#### [REQUIRED ACTION 1]
Answer these questions using the Leytonstone Arts Trail interview:
(a) On which dates does the 2023 event run?
(b) As part of which festival was the Trail set up in 2008?
(c) Which trail is described as its "older sister"?
#### [REQUIRED ACTION 2]
Output the stretch of the Leytonstone Arts Trail interview from "The Arts Trail" through "along the Art Trail?", copied word for word.
#### [REQUIRED ACTION 3]
Summarize the Leytonstone Arts Trail interview in two sentences.

#### [PAGE TEXT]
++++
We caught up with Leytonstone Arts Trail co-organiser Hilary Douse to find out more about the exciting event showing Leytonstone as a hub of creativity from Saturday 1st – Sunday 9th July 2023.
Can you provide an overview of the Leytonstone Art Trail and its significance within the local community?
The Leytonstone Arts Trail was set up as part of the Leytonstone Festival in 2008. It soon became big enough to be a separate visual arts festival in its own right. It is a platform for artists to showcase their work in the local community. The intention is to make art accessible to everyone and to attract people onto the High Street and into local businesses and community spaces.
How did the idea for the Art Trail come about, and what inspired its creation?
The Arts Trail was set up by Anna Spain and a small group of organisers, inspired by its “older sister” the E17 Art Trail. They felt that Leytonstone could have a similar event on this side of the borough. Frances Bowman then led the Trail for several years with other organisers taking up the reigns thereafter. People have come and gone from the organising group but each year we manage to gather together enough interest from artists to make it an annual event.
Could you highlight some of the key attractions or installations that participants can expect to see along the Art Trail?
It is always hard to know what the Trail will bring until we get out and explore the shows listed and mapped on our website, so the best way to find out is to go and have a look. There are always surprises and discoveries to be made.
How do you engage local artists and encourage their participation in the event? Are there any specific criteria for artists to be part of the Art Trail?
++++
#### [DATA FOR ANALYSIS]
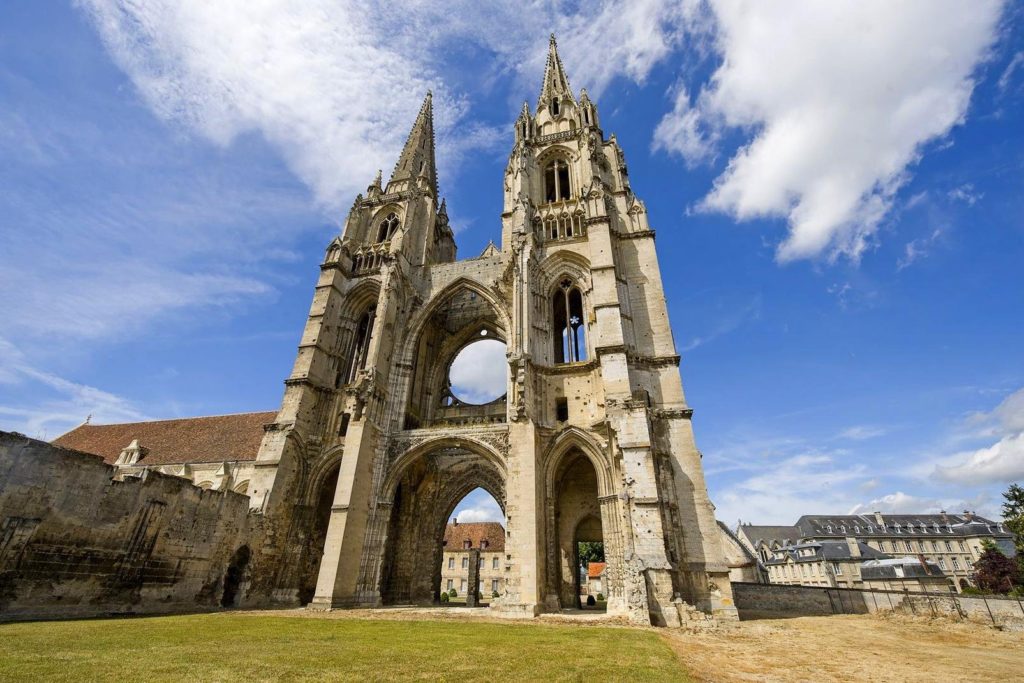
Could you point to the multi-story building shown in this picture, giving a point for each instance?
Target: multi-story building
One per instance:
(825, 563)
(952, 543)
(488, 538)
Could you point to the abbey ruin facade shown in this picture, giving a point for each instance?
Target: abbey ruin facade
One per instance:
(358, 472)
(592, 440)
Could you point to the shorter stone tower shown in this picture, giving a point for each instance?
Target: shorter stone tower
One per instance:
(592, 441)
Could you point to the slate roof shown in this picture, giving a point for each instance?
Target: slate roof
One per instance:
(206, 439)
(925, 524)
(476, 532)
(911, 567)
(832, 551)
(756, 534)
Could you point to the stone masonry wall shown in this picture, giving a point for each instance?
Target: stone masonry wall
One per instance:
(76, 542)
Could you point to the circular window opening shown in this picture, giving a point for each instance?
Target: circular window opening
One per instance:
(479, 373)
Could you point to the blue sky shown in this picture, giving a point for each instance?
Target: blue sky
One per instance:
(837, 189)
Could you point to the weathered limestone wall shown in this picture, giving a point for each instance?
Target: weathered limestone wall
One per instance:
(76, 542)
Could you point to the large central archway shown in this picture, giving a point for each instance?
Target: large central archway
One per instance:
(427, 484)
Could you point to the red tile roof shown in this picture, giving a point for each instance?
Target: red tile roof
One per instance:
(457, 535)
(209, 439)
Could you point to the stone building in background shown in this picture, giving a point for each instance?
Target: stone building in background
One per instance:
(488, 538)
(358, 472)
(952, 543)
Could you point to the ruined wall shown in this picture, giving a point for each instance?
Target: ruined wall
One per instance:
(75, 542)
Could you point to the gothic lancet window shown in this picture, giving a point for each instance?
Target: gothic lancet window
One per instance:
(360, 348)
(569, 336)
(387, 227)
(556, 181)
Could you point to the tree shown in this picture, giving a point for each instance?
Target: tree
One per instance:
(993, 570)
(591, 551)
(1013, 516)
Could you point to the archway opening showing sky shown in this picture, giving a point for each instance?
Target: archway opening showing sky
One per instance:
(478, 506)
(479, 372)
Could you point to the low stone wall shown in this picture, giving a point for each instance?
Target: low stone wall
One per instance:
(796, 600)
(768, 600)
(75, 542)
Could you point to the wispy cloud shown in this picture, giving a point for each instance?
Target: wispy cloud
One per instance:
(731, 321)
(57, 403)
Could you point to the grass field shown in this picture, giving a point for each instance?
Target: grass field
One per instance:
(226, 646)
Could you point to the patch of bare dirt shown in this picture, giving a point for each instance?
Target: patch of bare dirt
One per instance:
(862, 647)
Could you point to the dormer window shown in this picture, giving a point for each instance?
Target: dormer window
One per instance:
(556, 181)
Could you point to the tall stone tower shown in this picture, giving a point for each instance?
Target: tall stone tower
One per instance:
(592, 441)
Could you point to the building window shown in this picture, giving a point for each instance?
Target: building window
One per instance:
(387, 227)
(569, 337)
(364, 334)
(556, 181)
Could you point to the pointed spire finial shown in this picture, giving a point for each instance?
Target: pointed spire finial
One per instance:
(418, 156)
(555, 80)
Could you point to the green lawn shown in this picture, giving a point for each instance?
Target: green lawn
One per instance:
(225, 646)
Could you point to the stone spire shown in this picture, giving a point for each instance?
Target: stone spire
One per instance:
(555, 80)
(417, 158)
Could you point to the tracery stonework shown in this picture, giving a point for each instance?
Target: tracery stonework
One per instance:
(592, 439)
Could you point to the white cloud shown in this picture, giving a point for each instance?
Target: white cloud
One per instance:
(841, 98)
(1001, 462)
(479, 373)
(804, 483)
(335, 86)
(862, 432)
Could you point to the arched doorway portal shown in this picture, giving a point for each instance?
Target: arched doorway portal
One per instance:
(578, 520)
(426, 491)
(317, 532)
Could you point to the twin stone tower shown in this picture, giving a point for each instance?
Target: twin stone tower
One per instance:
(372, 452)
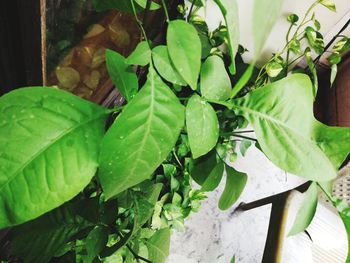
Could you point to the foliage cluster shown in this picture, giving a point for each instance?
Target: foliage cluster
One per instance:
(74, 190)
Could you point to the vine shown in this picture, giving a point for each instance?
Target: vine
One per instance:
(74, 190)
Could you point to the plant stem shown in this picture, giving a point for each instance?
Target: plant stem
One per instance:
(138, 21)
(191, 9)
(244, 137)
(223, 103)
(165, 11)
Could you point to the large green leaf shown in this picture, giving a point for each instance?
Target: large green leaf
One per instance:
(165, 67)
(38, 240)
(235, 183)
(122, 75)
(282, 116)
(306, 211)
(205, 167)
(49, 146)
(158, 246)
(184, 48)
(215, 82)
(333, 141)
(202, 126)
(265, 14)
(229, 10)
(141, 137)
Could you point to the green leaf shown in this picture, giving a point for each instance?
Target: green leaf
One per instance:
(144, 205)
(202, 126)
(215, 82)
(158, 246)
(306, 211)
(265, 14)
(244, 146)
(184, 48)
(315, 40)
(143, 4)
(95, 242)
(39, 240)
(292, 18)
(282, 116)
(235, 183)
(312, 68)
(229, 10)
(329, 4)
(213, 179)
(141, 137)
(165, 67)
(141, 55)
(49, 146)
(331, 141)
(205, 167)
(334, 70)
(122, 75)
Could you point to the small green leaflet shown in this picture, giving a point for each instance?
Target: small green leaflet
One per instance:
(123, 77)
(235, 183)
(329, 4)
(184, 48)
(158, 246)
(215, 82)
(213, 179)
(207, 166)
(49, 147)
(244, 146)
(165, 67)
(265, 14)
(306, 211)
(141, 137)
(229, 10)
(95, 242)
(140, 56)
(202, 126)
(285, 131)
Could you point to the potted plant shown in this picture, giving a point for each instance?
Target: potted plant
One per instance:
(78, 188)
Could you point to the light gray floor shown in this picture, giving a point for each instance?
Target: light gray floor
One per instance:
(215, 236)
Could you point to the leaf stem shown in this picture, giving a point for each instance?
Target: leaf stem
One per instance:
(244, 137)
(191, 9)
(138, 21)
(165, 11)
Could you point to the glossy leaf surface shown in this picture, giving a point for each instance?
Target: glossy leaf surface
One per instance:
(215, 82)
(282, 116)
(49, 146)
(184, 48)
(122, 75)
(202, 126)
(39, 240)
(141, 137)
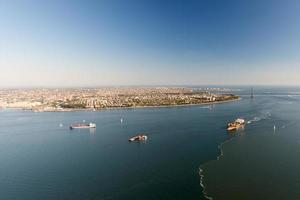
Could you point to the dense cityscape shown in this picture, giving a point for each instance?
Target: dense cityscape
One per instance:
(101, 98)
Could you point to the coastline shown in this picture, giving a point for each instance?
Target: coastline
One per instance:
(136, 107)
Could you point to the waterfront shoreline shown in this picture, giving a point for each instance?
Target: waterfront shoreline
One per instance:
(136, 107)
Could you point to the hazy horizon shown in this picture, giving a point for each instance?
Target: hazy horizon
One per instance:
(133, 43)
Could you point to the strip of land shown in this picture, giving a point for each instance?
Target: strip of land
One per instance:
(105, 98)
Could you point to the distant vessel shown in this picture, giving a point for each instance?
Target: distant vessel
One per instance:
(81, 126)
(138, 138)
(238, 123)
(252, 93)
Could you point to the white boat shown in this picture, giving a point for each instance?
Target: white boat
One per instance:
(138, 138)
(82, 126)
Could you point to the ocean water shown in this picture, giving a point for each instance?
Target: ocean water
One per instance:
(262, 161)
(42, 160)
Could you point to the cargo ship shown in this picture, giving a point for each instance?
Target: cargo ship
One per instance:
(82, 126)
(237, 124)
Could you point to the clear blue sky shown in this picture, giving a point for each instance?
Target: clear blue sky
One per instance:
(138, 42)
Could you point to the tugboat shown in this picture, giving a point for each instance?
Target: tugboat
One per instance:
(82, 126)
(138, 138)
(238, 123)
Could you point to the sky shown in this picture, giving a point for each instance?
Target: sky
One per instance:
(64, 43)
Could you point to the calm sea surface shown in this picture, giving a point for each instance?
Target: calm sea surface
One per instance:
(39, 159)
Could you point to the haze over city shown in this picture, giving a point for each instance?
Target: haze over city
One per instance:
(96, 43)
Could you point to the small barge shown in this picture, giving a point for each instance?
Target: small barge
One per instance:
(83, 126)
(138, 138)
(237, 124)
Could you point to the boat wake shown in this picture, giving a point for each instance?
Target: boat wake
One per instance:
(263, 116)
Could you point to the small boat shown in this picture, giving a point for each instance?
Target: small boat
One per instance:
(238, 123)
(138, 138)
(82, 126)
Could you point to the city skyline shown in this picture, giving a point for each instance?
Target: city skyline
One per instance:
(121, 43)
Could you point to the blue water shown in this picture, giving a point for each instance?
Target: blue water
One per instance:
(41, 160)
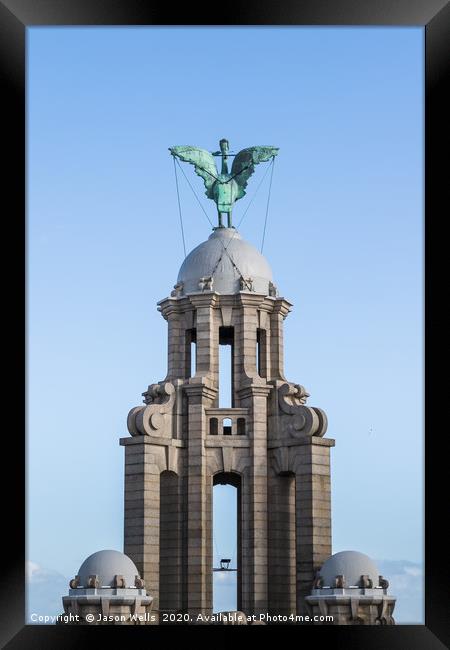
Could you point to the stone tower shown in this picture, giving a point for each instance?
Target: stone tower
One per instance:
(349, 589)
(268, 444)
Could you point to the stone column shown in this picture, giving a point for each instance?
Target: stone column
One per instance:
(169, 308)
(280, 311)
(282, 552)
(313, 510)
(199, 486)
(254, 516)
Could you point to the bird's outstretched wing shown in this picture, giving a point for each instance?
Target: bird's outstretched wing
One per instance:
(244, 164)
(203, 162)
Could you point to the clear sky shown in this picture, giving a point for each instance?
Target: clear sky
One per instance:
(344, 239)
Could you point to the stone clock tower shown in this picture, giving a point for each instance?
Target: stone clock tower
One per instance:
(269, 444)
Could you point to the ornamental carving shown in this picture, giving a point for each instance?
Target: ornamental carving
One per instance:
(296, 418)
(154, 419)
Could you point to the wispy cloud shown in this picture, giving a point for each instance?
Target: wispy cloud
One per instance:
(406, 583)
(45, 588)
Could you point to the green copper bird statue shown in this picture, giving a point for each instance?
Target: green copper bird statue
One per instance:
(225, 188)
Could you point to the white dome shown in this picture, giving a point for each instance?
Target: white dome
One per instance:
(352, 565)
(106, 565)
(225, 266)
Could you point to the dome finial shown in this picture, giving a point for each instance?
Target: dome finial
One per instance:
(227, 187)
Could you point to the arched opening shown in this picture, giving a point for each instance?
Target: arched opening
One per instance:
(226, 550)
(169, 543)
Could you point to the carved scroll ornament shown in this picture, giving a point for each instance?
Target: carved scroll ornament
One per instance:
(152, 419)
(298, 419)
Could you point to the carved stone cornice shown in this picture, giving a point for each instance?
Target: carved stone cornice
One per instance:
(206, 299)
(197, 386)
(282, 307)
(254, 390)
(248, 299)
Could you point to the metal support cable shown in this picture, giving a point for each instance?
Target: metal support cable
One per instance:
(267, 207)
(179, 205)
(198, 200)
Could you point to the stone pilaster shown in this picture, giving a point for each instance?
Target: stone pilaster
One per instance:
(142, 511)
(255, 508)
(199, 487)
(280, 311)
(313, 505)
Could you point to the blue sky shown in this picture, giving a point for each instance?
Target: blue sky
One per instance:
(344, 239)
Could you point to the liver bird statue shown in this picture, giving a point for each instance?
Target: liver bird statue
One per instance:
(225, 188)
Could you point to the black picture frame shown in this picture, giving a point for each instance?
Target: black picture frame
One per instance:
(434, 16)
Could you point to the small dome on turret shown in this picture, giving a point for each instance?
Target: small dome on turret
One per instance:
(106, 565)
(233, 264)
(350, 564)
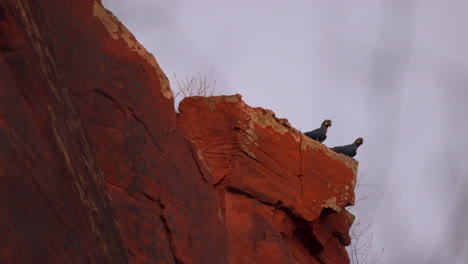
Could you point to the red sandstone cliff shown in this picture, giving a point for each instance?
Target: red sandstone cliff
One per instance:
(96, 168)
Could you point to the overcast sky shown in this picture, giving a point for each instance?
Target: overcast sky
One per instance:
(392, 72)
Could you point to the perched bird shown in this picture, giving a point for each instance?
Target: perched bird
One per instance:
(349, 150)
(319, 134)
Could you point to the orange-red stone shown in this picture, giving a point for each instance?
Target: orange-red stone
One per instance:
(283, 194)
(96, 168)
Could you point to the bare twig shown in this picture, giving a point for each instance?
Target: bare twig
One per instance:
(197, 85)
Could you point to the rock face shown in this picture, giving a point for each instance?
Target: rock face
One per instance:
(96, 168)
(282, 193)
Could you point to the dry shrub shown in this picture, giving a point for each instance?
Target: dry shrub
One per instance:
(197, 85)
(361, 250)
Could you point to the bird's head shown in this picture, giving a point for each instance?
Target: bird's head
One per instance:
++++
#### [TASK OUTPUT 1]
(a) Saturday 1st – Sunday 9th July 2023.
(b) The Leytonstone Festival.
(c) The E17 Art Trail.

#### [TASK OUTPUT 2]
The Arts Trail was set up by Anna Spain and a small group of organisers, inspired by its “older sister” the E17 Art Trail. They felt that Leytonstone could have a similar event on this side of the borough. Frances Bowman then led the Trail for several years with other organisers taking up the reigns thereafter. People have come and gone from the organising group but each year we manage to gather together enough interest from artists to make it an annual event.
Could you highlight some of the key attractions or installations that participants can expect to see along the Art Trail?

#### [TASK OUTPUT 3]
The Leytonstone Arts Trail began in 2008 as part of the Leytonstone Festival and grew into a separate visual arts festival that lets artists show their work locally, makes art accessible to everyone, and draws people to the High Street, local businesses and community spaces. Anna Spain and a small group of organisers set it up, inspired by the E17 Art Trail, and although the organisers have changed over the years, enough artists take part each year to keep it an annual event.